* [EXERCISE GOAL] Beginning at the top of the listing, repeat each line exactly until the line with "mark: the innermost point of each instance of the partially" has been repeated too.

--

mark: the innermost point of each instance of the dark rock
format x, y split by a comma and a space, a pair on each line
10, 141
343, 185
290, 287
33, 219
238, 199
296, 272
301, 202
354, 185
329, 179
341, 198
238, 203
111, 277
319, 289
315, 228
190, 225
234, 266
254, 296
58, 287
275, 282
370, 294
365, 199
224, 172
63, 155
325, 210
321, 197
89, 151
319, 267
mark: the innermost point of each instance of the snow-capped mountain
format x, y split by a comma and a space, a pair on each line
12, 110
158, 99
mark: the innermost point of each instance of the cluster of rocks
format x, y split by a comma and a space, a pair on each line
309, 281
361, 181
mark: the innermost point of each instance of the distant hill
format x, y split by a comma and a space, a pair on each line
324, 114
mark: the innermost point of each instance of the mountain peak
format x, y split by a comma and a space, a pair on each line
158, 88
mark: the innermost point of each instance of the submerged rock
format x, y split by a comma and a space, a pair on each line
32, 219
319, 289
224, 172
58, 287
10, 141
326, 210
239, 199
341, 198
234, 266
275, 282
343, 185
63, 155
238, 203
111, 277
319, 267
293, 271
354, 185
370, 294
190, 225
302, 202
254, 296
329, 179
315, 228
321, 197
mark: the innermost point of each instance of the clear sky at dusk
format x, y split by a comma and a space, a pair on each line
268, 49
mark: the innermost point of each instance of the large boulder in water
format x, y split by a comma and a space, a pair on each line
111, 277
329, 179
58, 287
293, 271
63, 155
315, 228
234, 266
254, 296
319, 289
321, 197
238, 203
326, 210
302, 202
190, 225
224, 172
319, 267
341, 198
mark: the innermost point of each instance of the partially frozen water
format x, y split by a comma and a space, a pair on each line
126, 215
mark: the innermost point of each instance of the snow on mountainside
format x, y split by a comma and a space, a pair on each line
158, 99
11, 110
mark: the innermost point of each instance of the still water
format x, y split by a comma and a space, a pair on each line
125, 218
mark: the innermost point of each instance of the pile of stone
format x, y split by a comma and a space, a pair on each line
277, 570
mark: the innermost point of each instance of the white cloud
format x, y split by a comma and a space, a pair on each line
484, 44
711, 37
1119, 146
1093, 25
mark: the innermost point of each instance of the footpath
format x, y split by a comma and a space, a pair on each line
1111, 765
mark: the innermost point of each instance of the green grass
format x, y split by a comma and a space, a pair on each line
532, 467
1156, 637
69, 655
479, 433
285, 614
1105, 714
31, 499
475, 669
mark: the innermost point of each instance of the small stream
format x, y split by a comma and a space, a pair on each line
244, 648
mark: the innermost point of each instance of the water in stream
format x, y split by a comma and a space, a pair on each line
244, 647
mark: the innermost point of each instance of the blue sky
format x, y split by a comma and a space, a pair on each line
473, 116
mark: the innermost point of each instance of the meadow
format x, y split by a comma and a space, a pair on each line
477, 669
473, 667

--

* [SOLUTION FOR THIS EXERCISE]
mark: the innermost point of each instance of the dark rock
format x, y split by a comma and a space, a pair on each line
10, 141
343, 185
290, 287
33, 219
238, 199
296, 272
301, 202
354, 185
329, 179
341, 198
238, 203
111, 277
319, 289
315, 228
190, 225
234, 266
254, 296
58, 287
275, 282
370, 294
365, 199
224, 172
63, 155
325, 210
321, 197
89, 151
319, 267
mark: the innermost point of each instance of the snow-capped mountain
format x, y split by a comma and a space, a pair on each line
12, 110
158, 99
mark: the innermost point of each instance of the cluster of rocks
format x, y split by a comma and a space, a pair on each line
309, 281
361, 181
mark: the innermost point of each instance of the distant hill
format x, y split by a comma and a space, a pair on each line
324, 114
mark: the innermost point of each instance of the mountain peak
format x, y split by a comma and a space, a pair on each line
158, 88
mark: the innermost point of each instance of the submerged rock
format x, y split by a comma and a space, a pair on each line
32, 219
319, 289
224, 172
58, 287
10, 141
326, 210
239, 199
341, 198
234, 266
275, 282
343, 185
63, 155
238, 203
111, 277
319, 267
293, 271
354, 185
370, 294
190, 225
302, 202
254, 296
329, 179
315, 228
321, 197
mark: the innermost point of each instance of the clear sky at dusk
format x, y split by a comma and a space, a pair on each line
268, 49
mark: the innermost point of each instance of the large boulder in water
format x, y split by a comma and a space, a pair on each line
111, 277
329, 179
58, 287
293, 271
63, 155
315, 228
234, 266
254, 296
319, 289
321, 197
238, 203
326, 210
302, 202
190, 225
224, 172
319, 267
341, 198
mark: the innermost point of each instance of the partially frozen water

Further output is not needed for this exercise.